**EXCERPTED PASSAGE**.
BEGIN
The research article by Galambos, Leadbeater and Barker is unique in the following ways:
1. It does not establish statistically significant relationship between genders in relation to the occurrence of depression. The basic pattern of social behavior is the same for all people. However, it seems that some personality factors are also influential (Goodwin & Gotlib, 2004).
2. The article suggests that there is a strong relationship between depression and social environment and support. Thus, social support is the main factor influencing the probability and character of depression.
There are significant differences between these two articles. At the same time, there are some aspects that are common for both of them.
1. They are devoted to the same area of interest. Both of them analyze the relationship between gender differences and depression, although their conclusions are different. Gardner suggests that stereotypes play an important role in this context, and there are significant differences among men and women. Galambos, Leadbeater and Barker consider that there is no statistically significant relationship between genders in relation to depression. It seems that additional research may be needed, and it is reasonable to examine a larger variety of factors (Li, DiGiuseppe & Froh, 2006).
END
**WORK INSTRUCTIONS**.
A. Return everything from "There are significant differences between" down to "DiGiuseppe & Froh, 2006)." in the passage on gender and depression, word for word.
B. Please pick up the passage on gender and depression after its last sentence and carry it forward.

**GIVEN INFORMATION**.
BEGIN
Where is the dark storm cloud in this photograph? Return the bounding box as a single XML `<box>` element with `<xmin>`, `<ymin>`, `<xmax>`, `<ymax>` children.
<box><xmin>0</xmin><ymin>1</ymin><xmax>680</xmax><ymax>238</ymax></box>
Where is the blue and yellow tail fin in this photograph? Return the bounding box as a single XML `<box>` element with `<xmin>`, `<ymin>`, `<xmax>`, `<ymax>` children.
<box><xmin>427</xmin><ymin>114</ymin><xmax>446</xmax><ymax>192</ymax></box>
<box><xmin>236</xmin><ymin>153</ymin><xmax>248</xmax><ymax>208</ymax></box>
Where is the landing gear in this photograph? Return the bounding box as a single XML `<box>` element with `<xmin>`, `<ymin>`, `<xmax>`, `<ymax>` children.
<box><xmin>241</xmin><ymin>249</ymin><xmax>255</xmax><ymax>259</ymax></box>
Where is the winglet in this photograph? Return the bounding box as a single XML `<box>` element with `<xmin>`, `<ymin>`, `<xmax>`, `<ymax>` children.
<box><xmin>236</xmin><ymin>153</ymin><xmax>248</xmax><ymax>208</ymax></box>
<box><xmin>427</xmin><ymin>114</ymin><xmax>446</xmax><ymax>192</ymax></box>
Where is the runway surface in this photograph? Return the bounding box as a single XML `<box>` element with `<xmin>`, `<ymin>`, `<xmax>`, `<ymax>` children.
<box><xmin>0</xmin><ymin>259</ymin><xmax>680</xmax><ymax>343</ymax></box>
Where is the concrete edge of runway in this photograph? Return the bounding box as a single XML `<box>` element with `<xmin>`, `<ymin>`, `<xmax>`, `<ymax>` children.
END
**TASK RESPONSES**.
A.
There are significant differences between these two articles. At the same time, there are some aspects that are common for both of them.
1. They are devoted to the same area of interest. Both of them analyze the relationship between gender differences and depression, although their conclusions are different. Gardner suggests that stereotypes play an important role in this context, and there are significant differences among men and women. Galambos, Leadbeater and Barker consider that there is no statistically significant relationship between genders in relation to depression. It seems that additional research may be needed, and it is reasonable to examine a larger variety of factors (Li, DiGiuseppe & Froh, 2006).

B.
2. Both of these articles take into account a broader social context, i.e. they understand that people do not act in isolation; they are influenced by other individuals and different social institutions. Gardner analyzes existing stereotypes that are originated on the basis of general social beliefs. Galambos, Leadbeater and Barker analyze social environment and support as the key factors.
It seems that it is reasonable to use different articles in different situations. If it is necessary to quickly acquire some understanding of the subject, the popular press article will be sufficient. However, if it is necessary to deeply understand the problem with an adequate qualitative and quantitative analysis, it is reasonable to use original research articles such as the article of Galambos, Leadbeater and Barker.